Have switched away from Play's built-in asset generators (i.e. for Coffeescript and LESS) and moved over to 3rd party Grunt JS; now code changes during incremental builds are limited only by scalac compilation time and not also the overhead of Play's relatively slow assets generation.

ORIGINAL
Overall pretty happy with Play 2.1 Scala (the 9/14/2012 release, just prior to switch to Scala 2.10); however, there are some development pain points:

1) routing: on route change, one's entire route-controller structure can be re-compiled: not good.

2) REST appears to not be directly supported since route POST /foo/bar/:id conflicts with DELETE /foo/bar/:id; i.e. route paths must be unique, presumably for reverse routing.

3) views: with a scala.html file per foo action, the file count grows quickly, which means slower build times, more to compile; generics not supported and blind coding due to lack of IDE support (of course no scala template engine has IDE support to-date, AFAIK) are particularly tough areas.

- - - -

Challenges |
**1)** Can you reproduce everything in the Play framework note from "3) views: with" down to "particularly tough areas.", word for word?
**2)** Which lines of the records contain the string "rocky"? Gather every one of them.
The Play framework note and the records that come after it are separate material with no connection between them.

- - - -

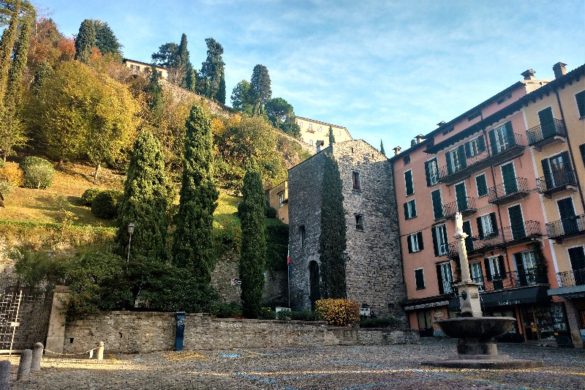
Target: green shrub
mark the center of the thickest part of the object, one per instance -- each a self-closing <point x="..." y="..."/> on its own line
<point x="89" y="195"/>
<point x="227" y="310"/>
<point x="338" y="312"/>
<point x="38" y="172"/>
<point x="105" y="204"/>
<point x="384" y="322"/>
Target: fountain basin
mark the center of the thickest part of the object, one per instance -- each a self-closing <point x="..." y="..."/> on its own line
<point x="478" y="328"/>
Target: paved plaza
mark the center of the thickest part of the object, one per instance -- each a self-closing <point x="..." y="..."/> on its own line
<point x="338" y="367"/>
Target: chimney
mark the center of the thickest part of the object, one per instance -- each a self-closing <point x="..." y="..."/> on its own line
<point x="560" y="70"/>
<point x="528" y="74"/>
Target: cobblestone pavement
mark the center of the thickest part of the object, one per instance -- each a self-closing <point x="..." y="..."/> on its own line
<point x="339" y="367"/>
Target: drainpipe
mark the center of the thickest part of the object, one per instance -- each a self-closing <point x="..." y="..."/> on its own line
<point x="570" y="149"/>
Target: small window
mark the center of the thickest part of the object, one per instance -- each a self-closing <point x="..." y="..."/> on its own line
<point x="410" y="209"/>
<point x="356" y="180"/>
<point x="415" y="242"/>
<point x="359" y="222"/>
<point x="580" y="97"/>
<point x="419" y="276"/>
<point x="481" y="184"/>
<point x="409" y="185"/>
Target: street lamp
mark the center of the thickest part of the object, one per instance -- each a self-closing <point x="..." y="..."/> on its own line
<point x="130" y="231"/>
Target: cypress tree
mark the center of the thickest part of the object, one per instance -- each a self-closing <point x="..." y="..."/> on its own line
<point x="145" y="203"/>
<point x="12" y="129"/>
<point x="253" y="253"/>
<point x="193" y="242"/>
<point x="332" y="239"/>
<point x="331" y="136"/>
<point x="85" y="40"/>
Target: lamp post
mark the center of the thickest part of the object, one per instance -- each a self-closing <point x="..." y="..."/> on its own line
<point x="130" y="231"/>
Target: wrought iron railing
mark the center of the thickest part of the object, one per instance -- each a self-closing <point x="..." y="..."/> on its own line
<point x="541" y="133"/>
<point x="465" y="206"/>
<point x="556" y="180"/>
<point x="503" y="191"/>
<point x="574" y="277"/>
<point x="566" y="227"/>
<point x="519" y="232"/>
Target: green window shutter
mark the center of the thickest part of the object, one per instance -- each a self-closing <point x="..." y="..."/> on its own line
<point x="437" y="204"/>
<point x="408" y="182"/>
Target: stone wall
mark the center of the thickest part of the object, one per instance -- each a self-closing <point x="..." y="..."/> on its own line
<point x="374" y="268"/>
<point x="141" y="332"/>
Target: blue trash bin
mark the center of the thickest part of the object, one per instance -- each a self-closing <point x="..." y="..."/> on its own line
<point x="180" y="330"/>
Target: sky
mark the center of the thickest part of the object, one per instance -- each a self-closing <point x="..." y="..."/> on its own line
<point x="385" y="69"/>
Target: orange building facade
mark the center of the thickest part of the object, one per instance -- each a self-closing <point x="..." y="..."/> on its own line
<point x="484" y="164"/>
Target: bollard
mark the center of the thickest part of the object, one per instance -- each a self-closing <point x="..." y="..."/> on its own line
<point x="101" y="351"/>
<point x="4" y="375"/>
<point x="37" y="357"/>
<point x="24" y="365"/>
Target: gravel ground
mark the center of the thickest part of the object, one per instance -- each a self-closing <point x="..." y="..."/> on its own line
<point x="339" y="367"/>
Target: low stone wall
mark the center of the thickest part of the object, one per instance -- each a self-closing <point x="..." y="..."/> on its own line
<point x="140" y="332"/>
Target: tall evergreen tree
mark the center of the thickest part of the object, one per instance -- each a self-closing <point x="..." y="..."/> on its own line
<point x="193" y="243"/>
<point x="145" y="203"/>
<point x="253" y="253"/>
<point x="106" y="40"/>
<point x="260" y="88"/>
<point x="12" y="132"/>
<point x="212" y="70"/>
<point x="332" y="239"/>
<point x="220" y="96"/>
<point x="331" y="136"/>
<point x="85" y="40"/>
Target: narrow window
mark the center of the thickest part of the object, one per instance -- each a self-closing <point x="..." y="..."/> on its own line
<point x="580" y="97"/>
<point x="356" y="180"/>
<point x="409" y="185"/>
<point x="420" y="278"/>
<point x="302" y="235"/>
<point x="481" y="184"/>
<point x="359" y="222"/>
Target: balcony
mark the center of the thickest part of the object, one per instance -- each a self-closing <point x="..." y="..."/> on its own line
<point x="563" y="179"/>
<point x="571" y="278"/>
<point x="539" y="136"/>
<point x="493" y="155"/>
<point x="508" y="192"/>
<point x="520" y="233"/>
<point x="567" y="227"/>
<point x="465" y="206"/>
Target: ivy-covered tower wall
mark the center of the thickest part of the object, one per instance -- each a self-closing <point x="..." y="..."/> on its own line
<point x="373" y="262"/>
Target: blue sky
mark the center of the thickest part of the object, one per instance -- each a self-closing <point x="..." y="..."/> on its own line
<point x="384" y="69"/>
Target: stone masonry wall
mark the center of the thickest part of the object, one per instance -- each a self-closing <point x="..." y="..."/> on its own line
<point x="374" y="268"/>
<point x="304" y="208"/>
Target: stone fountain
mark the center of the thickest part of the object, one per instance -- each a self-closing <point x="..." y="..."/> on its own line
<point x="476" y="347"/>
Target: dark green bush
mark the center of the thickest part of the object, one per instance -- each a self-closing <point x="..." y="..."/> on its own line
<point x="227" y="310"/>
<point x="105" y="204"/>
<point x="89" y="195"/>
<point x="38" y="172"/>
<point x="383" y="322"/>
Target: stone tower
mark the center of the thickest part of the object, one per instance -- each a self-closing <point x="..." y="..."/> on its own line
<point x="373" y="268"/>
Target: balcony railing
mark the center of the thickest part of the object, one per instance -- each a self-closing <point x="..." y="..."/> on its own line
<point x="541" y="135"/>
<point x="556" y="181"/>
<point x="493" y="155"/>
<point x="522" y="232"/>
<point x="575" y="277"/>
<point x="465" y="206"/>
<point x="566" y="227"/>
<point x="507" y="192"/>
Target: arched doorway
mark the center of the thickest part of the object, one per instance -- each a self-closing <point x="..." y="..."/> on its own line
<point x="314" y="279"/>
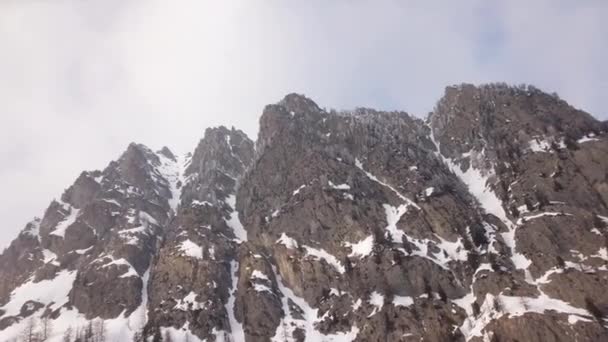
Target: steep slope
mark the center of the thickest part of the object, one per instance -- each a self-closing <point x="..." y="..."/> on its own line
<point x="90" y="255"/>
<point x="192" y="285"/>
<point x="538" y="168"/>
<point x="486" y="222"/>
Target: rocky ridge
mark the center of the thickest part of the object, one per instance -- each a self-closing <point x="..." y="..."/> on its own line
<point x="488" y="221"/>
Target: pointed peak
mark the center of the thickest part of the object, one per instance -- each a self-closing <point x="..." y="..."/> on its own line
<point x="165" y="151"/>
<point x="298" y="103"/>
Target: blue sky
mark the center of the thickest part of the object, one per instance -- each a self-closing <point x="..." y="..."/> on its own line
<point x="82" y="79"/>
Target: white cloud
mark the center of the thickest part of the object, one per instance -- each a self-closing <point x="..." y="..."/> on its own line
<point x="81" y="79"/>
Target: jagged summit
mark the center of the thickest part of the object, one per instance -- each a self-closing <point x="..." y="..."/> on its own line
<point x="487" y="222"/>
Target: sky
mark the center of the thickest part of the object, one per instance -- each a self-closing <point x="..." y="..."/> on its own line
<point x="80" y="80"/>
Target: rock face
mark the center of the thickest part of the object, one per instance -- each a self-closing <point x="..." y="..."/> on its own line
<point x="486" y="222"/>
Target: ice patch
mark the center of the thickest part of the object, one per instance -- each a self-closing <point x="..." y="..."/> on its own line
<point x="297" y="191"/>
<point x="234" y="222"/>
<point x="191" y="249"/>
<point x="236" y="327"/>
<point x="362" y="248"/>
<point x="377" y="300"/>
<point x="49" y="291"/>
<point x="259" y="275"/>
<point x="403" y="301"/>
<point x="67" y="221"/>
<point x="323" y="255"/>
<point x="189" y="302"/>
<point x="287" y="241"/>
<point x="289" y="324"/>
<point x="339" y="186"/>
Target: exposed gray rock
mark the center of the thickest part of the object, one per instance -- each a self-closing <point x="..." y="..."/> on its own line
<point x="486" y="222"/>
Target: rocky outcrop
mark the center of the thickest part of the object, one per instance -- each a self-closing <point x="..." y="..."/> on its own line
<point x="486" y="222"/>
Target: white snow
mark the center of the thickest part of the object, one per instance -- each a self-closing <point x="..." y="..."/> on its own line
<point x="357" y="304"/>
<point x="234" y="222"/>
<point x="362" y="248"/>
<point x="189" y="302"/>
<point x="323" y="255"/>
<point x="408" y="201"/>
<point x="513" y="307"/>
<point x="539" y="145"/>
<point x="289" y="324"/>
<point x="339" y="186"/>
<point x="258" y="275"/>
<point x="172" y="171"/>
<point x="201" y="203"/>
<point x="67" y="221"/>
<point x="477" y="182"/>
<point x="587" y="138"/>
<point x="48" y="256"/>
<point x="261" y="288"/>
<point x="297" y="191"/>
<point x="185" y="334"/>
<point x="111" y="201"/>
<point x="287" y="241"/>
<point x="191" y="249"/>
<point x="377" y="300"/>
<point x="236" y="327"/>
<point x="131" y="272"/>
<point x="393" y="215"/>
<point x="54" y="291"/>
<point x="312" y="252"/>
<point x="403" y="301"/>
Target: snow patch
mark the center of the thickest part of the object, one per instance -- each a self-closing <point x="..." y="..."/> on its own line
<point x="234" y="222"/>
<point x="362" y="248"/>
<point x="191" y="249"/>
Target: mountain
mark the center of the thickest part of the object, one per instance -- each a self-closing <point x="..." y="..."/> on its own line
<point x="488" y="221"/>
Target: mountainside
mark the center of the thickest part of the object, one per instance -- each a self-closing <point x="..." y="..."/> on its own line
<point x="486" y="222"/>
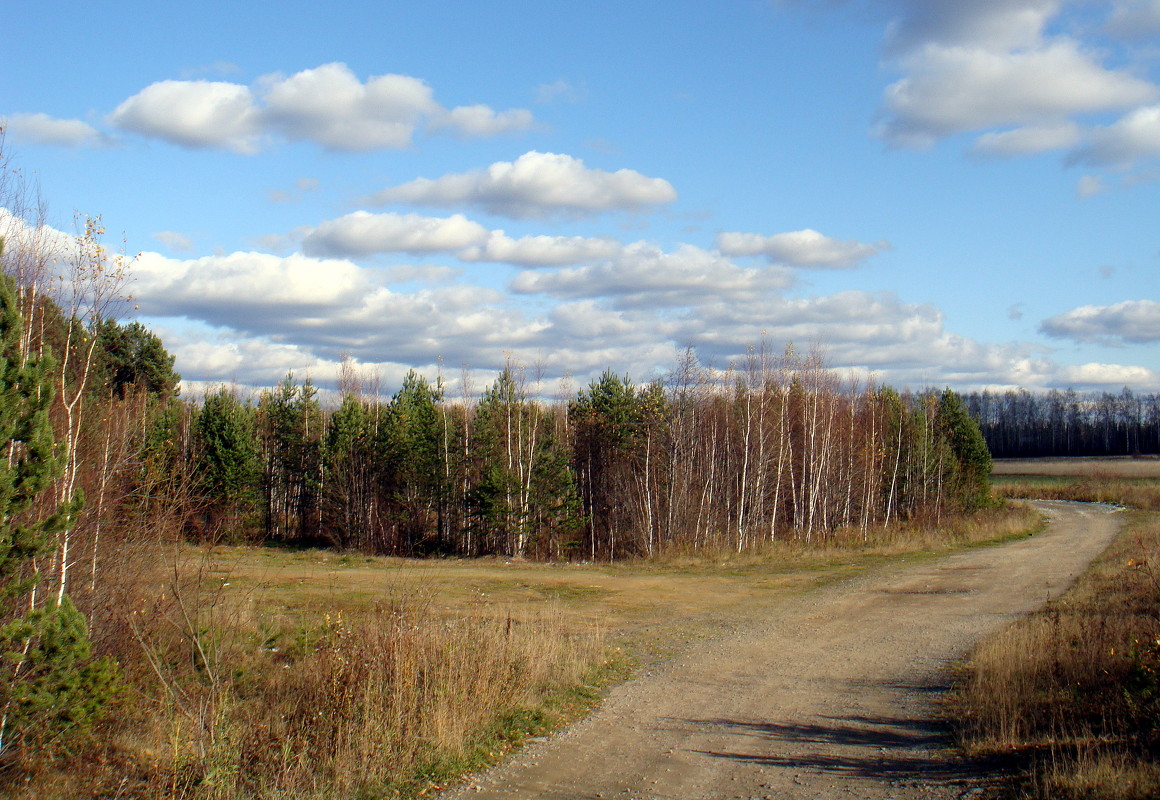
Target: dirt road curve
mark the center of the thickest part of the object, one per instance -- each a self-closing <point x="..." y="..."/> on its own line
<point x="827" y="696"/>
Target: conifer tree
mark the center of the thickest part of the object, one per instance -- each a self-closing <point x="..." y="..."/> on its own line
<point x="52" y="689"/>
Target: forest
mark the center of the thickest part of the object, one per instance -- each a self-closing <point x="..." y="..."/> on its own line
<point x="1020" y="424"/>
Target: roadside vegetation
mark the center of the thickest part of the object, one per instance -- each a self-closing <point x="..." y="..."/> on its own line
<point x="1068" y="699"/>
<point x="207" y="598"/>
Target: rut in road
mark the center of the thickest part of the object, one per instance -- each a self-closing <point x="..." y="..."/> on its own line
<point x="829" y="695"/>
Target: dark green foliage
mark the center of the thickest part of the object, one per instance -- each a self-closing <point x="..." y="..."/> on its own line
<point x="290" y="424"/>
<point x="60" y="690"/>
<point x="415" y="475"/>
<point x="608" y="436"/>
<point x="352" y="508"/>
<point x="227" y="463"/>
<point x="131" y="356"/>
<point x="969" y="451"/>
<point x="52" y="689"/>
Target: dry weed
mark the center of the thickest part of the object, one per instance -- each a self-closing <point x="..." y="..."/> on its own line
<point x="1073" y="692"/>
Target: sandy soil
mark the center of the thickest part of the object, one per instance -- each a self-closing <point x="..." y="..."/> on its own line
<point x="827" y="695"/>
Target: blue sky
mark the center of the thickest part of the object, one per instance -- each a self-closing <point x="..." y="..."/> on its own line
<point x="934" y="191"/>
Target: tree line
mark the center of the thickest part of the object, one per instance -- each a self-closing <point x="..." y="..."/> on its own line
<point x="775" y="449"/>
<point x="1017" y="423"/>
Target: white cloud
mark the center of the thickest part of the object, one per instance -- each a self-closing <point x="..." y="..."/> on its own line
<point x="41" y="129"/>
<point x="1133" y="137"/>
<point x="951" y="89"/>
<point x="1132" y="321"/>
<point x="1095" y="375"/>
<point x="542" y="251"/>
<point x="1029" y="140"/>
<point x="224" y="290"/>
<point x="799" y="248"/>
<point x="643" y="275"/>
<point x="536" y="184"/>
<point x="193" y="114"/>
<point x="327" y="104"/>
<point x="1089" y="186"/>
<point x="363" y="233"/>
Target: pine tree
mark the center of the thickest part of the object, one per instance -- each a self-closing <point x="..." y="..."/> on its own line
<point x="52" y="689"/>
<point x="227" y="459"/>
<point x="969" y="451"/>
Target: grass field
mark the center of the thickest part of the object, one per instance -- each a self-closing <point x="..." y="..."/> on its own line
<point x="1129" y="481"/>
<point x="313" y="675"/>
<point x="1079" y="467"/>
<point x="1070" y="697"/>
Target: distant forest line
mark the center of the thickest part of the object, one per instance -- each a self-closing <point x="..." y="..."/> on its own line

- - - -

Expected answers |
**1)**
3) views: with a scala.html file per foo action, the file count grows quickly, which means slower build times, more to compile; generics not supported and blind coding due to lack of IDE support (of course no scala template engine has IDE support to-date, AFAIK) are particularly tough areas.

**2)**
Target: rocky ridge
Target: rocky outcrop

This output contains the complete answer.